Render every line of the records below as a numbered list, omitting any blank lines.

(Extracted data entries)
((

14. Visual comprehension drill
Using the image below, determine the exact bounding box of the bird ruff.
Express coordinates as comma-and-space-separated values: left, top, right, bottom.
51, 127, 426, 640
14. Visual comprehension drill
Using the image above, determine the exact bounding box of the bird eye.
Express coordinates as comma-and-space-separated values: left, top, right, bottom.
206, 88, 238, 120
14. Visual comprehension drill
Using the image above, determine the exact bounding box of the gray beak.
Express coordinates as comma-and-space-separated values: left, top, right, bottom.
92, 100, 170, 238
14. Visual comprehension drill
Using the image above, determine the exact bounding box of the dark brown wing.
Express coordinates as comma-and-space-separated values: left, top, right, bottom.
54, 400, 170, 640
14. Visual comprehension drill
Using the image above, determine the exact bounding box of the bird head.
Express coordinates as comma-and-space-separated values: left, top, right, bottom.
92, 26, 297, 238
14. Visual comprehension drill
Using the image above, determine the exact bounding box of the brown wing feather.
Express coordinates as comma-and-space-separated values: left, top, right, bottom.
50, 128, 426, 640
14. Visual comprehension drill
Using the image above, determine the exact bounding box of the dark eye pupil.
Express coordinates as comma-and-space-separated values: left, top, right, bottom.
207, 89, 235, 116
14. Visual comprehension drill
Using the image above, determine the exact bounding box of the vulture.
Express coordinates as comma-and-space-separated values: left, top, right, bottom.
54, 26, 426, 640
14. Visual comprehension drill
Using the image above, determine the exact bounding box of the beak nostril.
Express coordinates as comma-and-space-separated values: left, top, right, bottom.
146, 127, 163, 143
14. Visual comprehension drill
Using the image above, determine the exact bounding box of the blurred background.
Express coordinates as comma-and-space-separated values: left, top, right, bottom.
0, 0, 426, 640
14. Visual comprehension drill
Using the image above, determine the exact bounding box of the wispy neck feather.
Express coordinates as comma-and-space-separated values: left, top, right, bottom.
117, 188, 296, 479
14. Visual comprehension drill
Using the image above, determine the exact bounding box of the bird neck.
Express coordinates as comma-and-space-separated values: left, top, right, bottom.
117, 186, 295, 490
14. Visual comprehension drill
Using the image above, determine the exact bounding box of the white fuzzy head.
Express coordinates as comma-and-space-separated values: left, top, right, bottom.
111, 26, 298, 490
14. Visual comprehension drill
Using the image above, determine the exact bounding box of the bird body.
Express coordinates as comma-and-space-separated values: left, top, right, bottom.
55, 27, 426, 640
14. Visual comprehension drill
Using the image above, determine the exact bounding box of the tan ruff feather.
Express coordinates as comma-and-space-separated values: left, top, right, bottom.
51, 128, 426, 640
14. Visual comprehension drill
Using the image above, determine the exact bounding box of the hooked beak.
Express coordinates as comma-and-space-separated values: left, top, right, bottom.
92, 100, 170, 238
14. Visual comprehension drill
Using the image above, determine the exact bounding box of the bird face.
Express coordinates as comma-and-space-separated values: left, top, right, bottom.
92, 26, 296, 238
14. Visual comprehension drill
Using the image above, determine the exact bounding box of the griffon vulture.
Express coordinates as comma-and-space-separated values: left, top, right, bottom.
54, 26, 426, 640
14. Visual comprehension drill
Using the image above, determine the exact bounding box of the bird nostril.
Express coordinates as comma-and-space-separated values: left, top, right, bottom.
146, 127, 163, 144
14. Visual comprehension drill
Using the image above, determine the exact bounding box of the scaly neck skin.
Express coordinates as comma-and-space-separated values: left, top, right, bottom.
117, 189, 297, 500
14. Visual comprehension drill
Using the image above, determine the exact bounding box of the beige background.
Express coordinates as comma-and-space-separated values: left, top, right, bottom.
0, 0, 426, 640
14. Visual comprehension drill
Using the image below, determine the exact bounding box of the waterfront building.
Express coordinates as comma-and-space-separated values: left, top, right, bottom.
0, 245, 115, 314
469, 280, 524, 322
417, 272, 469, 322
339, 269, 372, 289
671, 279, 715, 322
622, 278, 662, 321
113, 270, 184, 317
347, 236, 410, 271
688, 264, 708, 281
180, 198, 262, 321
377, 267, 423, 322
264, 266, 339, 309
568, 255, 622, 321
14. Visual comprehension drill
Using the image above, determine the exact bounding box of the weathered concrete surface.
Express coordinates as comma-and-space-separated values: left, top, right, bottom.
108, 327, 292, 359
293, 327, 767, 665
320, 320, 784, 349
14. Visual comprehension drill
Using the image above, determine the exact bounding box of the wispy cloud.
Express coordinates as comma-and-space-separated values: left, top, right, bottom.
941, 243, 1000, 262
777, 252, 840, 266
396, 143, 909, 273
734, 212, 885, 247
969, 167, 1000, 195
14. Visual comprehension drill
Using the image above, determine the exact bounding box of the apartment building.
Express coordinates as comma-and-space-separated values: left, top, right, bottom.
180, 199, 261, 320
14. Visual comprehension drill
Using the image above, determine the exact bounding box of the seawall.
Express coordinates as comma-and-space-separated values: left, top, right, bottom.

))

__Solution__
1. 14. Visual comprehension drill
2. Using the image below, determine the exact bounding box of the bird ruff.
3. Express coordinates as comma-and-space-separated values: left, top, right, bottom.
4. 51, 127, 426, 640
5. 14. Visual comprehension drill
6. Using the image above, determine the exact bounding box of the bird eye.
7. Express coordinates as comma-and-space-separated values: left, top, right, bottom.
8. 206, 88, 238, 120
9. 14. Visual comprehension drill
10. Using the image above, determine the exact bounding box of the gray beak.
11. Express coordinates as comma-and-space-separated values: left, top, right, bottom.
12. 92, 100, 170, 238
13. 14. Visual comprehension drill
14. Using the image above, determine the exact bounding box of the dark brown wing.
15. Express coordinates as comma-and-space-separated values: left, top, right, bottom.
16. 54, 400, 170, 640
17. 14. Visual comprehension drill
18. Using the image above, determine the exact bounding box of the bird head.
19. Express coordinates as comma-and-space-separated values: left, top, right, bottom.
20. 92, 26, 297, 238
21. 14. Visual comprehension drill
22. Using the image above, determine the exact bounding box of the brown wing feather.
23. Express coordinates as comma-and-space-separated values: left, top, right, bottom.
24. 50, 128, 426, 640
25. 14. Visual comprehension drill
26. Using the image above, determine the exact bounding box of the dark eye pupil.
27. Express coordinates as comma-and-space-separated values: left, top, right, bottom.
28. 207, 89, 235, 116
29. 14. Visual comprehension drill
30. Using the image above, determine the exact bounding box of the vulture.
31. Express coordinates as comma-and-space-separated values: left, top, right, bottom.
32. 54, 26, 426, 640
33. 14. Visual comprehension drill
34. Using the image above, determine the exact bounding box of the beak nostril.
35. Express coordinates as comma-and-space-separated values: left, top, right, bottom.
36. 146, 127, 163, 143
37. 14. Visual comprehension drill
38. Using the image above, determine the exact bounding box of the blurred background.
39. Express coordinates as comma-and-space-separated values: left, top, right, bottom.
40. 0, 0, 426, 640
41. 14. Visual comprehension drill
42. Using the image above, determine the exact bounding box of the wispy neck feather.
43. Express coordinates as comma-and-space-separated values: left, top, right, bottom.
44. 117, 188, 296, 479
45. 14. Visual comprehension drill
46. Using the image above, determine the exact bounding box of the bird neck.
47. Express coordinates as comma-and-space-separated values: left, top, right, bottom.
48. 117, 186, 295, 490
49. 14. Visual comprehension drill
50. Using the image above, determine the exact bounding box of the white fuzzy head.
51. Express coordinates as comma-and-space-separated values: left, top, right, bottom.
52. 111, 26, 298, 490
53. 14. Visual comprehension drill
54. Using the image above, determine the exact bounding box of the bird body.
55. Express coordinates as comma-and-space-separated values: left, top, right, bottom.
56. 55, 27, 426, 640
57. 14. Visual comprehension drill
58. Using the image above, determine the exact bounding box of the tan ruff feather.
59. Express coordinates as comma-and-space-separated values: left, top, right, bottom.
60. 51, 128, 426, 640
61. 14. Visual comprehension drill
62. Using the image above, determine the exact bounding box of the hooked beak.
63. Express coordinates as comma-and-space-separated values: left, top, right, bottom.
64. 92, 100, 170, 238
65. 14. Visual comprehension drill
66. Using the image above, determine the exact bounding box of the bird face.
67. Express coordinates as comma-and-space-separated values: left, top, right, bottom.
68. 92, 26, 296, 238
69. 14. Visual comprehension drill
70. Using the image above, determine the exact bounding box of the griffon vulture.
71. Express coordinates as comma-and-space-separated values: left, top, right, bottom.
72. 54, 26, 426, 640
73. 14. Visual comprehension drill
74. Using the image above, determine the exact bounding box of the bird nostril.
75. Express coordinates as comma-and-space-separated values: left, top, right, bottom.
76. 146, 127, 163, 144
77. 14. Visual comprehension drill
78. Using the image above, determine the exact bounding box of the scaly neck skin.
79. Express coordinates as comma-and-space-separated values: left, top, right, bottom.
80. 117, 189, 297, 500
81. 14. Visual comprehension drill
82. Using the image above, determine the exact bounding box of the beige background.
83. Express coordinates as comma-and-space-separated values: left, top, right, bottom.
84. 0, 0, 426, 640
85. 14. Visual comprehension drill
86. Using the image below, determine the exact bounding box of the waterfront building.
87. Express coordinates as comma-and-space-separated values: left, top, right, bottom.
88. 0, 245, 115, 314
89. 469, 280, 524, 322
90. 417, 272, 469, 322
91. 339, 269, 372, 289
92. 671, 279, 715, 322
93. 622, 278, 662, 321
94. 113, 270, 184, 317
95. 347, 236, 410, 271
96. 688, 264, 708, 281
97. 180, 198, 262, 321
98. 377, 267, 423, 322
99. 264, 266, 339, 309
100. 568, 255, 622, 321
101. 14. Visual comprehension drill
102. Using the image above, determine the exact bounding box of the weathered concrete surface.
103. Express coordinates as comma-and-space-separated values: left, top, right, bottom.
104. 108, 327, 292, 359
105. 293, 327, 767, 665
106. 320, 320, 784, 349
107. 14. Visual comprehension drill
108. Using the image above, determine the exact bounding box of the wispy cloud.
109. Express coordinates as comma-and-space-separated values: left, top, right, bottom.
110. 941, 243, 1000, 262
111. 777, 252, 840, 266
112. 396, 143, 909, 273
113. 734, 212, 885, 247
114. 969, 167, 1000, 195
115. 14. Visual comprehension drill
116. Using the image above, determine the exact bounding box of the apartment building.
117. Express coordinates as comma-and-space-separated values: left, top, right, bottom.
118. 180, 199, 261, 320
119. 14. Visual comprehension drill
120. Using the image above, determine the exact bounding box of the seawall.
121. Express coordinates as comma-and-space-separated values: left, top, right, bottom.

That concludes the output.